Consegna: Riprenda il testo sui segni di dinamica musicale e lo prosegua a partire dall'ultima frase riportata.

Sezione di testo:
Questo non significa che precedentemente tutti i suoni venissero realizzati allo stesso livello di volume, ma tutto era affidato all’intelligenza, alla sensibilità, alla conoscenza e condivisione della tradizione da parte di chi eseguiva il canto. Quando l’intensità è diventata “birichina” e i compositori hanno voluto che facesse le “bizze”, andando anche contro le movenze naturali (per eccitare strani colpi di scena, per provocare “affetti” artificiosi in chi ascoltava) si sentì la necessità di indicare l’intensità attraverso dei simboli chiamati segni di dinamica (la forza con cui un suono deve essere eseguito).
Essendo in quel periodo indiscussa la posizione guida della musica italiana, questi segni furono impostati sulla nostra lingua, utilizzando le lettere iniziali degli aggettivi corrispondenti: f divenne quindi il simbolo di forte e p quello di piano. Fissati i due punti di riferimento, ben presto il sistema si ampliò anche in relazione al continuo perfezionamento degli esecutori (soprattutto quelli strumentali) introducendo vari stadi interdi (mf, mezzo forte e mp, mezzo piano) e sforando verso gli estremi ff (fortissimo), fff (più che fortissimo), pp (pianissimo), ppp (più che pianissimo) e ancora oltre, verso le violente esagerazioni della musica del ‘900.

Righe del dataset:
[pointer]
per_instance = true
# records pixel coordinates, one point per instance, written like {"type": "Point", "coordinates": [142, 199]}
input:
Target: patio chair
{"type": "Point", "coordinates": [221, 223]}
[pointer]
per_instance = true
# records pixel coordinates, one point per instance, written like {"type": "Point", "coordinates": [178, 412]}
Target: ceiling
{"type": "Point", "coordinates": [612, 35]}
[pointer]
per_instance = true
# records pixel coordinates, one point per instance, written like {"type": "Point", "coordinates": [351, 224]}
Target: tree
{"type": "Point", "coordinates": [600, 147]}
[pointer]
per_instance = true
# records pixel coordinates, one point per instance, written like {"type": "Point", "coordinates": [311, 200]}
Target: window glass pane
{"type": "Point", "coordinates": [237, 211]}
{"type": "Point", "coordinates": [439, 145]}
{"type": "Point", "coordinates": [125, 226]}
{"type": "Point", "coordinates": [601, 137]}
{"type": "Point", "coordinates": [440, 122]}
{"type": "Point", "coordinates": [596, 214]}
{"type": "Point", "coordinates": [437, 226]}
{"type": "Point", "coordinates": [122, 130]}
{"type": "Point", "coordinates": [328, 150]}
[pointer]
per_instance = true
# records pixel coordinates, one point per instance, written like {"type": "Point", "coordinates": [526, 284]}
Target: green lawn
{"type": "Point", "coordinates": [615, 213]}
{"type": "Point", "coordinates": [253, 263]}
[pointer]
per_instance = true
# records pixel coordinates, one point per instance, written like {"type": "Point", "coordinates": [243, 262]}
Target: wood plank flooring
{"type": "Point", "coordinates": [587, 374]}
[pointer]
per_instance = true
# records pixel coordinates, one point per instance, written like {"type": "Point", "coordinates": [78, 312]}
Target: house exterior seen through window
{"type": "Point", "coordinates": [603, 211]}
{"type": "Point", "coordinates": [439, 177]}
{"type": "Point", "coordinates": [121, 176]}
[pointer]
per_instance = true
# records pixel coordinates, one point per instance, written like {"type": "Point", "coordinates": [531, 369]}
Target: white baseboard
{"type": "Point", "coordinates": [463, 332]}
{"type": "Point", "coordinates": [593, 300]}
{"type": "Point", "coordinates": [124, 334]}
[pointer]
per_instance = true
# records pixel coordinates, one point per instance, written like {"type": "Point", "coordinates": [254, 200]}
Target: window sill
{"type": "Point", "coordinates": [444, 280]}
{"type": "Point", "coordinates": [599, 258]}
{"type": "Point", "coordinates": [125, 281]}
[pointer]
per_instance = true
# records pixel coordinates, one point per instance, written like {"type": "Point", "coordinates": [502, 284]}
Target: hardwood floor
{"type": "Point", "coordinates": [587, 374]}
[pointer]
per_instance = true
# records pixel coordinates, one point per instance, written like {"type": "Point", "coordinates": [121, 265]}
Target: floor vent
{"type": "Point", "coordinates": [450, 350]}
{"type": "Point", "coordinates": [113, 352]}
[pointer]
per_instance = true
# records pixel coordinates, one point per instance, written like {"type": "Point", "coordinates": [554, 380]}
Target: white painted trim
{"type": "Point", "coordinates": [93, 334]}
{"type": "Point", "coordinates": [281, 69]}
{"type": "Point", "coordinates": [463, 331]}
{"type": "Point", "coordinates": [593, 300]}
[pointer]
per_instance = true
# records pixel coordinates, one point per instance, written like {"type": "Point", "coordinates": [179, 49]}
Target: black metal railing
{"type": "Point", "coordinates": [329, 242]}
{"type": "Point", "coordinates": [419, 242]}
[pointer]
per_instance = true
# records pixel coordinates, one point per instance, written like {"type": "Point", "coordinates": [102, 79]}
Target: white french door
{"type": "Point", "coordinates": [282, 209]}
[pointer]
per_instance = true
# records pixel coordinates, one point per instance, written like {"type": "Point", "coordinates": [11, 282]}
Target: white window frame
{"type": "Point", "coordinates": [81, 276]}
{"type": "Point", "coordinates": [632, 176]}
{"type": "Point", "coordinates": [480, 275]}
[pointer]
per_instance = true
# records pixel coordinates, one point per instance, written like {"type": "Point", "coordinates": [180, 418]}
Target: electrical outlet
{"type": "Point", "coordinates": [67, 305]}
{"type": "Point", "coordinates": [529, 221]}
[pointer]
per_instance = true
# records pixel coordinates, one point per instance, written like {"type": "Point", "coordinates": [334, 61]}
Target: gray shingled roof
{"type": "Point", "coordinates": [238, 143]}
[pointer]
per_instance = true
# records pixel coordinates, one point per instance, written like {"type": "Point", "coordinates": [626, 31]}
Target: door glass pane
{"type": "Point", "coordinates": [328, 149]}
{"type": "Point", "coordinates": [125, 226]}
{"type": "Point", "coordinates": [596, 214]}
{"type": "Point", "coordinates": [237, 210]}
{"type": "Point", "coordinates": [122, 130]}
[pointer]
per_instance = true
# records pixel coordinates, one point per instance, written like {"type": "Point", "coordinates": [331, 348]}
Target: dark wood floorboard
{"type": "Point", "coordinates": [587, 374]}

Risposta scritta:
In musica è possibile anche modificare l’intensità di una frase in maniera graduale, per questo esistono segni di variazione progressiva dell’intensità (il passaggio, per esempio, da un piano ad un forte senza far sentire sbalzi di volume).
Esse sono realizzate tramite segni detti forcelle (simili ai simboli matematici di maggiore e minore) che possono essere aperte (verso una intensità maggiore) o chiuse (verso una intensità minore) e con le abbreviazioni cresc. (crescendo) dim. (diminuendo).
Cap. 6
Il timbro
Il timbro è quella qualità che definisce il “colore” del suono. Abbiamo suoni più scuri, più chiari, più caldi, più dolci, più aspri, più pungenti, ecc. In effetti, se proviamo a suonare lo stesso suono (uguale in altezza e intensità) con strumenti diversi, per esempio pianoforte e violino, otterremo “colori” differenti. Questo perché ciascuno strumento ha un proprio “timbro”, grazie al quale riusciamo a distinguere se a suonare è un violoncello, un oboe o una chitarra. La stessa cosa avviene con le voci umane: ciascuno ha un proprio timbro di voce ed è per questa ragione che riusciamo a riconoscere la voce di chi conosciamo anche senza vederlo.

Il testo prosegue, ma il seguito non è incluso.